**LISTED ENTRIES**
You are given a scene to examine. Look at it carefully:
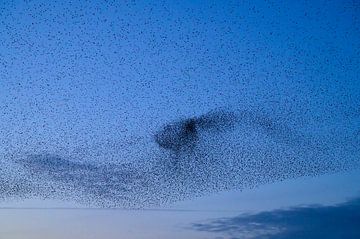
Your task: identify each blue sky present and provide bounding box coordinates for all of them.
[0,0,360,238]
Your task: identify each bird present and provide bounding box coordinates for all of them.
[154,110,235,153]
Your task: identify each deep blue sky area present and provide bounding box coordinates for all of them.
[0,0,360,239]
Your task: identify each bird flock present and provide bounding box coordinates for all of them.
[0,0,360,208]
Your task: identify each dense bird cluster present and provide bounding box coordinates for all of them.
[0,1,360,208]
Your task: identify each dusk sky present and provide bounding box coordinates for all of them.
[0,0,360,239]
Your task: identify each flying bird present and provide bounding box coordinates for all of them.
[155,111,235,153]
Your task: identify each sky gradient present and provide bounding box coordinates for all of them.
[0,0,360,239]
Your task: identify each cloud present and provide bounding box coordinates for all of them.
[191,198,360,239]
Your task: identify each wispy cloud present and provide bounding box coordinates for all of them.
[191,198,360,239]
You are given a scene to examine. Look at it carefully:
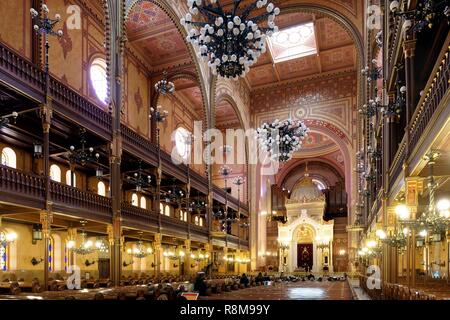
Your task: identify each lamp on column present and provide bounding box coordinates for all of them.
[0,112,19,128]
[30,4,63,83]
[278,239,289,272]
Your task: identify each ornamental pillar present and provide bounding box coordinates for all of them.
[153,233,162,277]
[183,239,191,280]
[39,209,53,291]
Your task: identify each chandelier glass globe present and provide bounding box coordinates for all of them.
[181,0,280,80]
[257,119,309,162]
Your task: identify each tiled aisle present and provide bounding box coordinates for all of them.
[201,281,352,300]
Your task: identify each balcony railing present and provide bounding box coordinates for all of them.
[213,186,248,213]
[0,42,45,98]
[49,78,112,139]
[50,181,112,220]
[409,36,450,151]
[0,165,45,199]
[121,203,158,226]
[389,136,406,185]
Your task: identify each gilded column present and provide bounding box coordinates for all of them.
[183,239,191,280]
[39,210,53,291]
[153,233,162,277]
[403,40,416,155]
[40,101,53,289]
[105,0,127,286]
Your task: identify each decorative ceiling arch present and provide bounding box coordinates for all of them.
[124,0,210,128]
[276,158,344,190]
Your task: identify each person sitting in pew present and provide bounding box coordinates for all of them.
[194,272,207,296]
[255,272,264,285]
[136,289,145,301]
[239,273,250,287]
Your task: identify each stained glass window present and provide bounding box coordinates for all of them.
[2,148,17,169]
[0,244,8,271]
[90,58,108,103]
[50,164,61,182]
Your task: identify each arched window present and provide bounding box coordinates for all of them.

**WRITTEN PROBLEM**
Count the lines in the records above that contain the string "bird". Give only the number.

**TASK RESULT**
4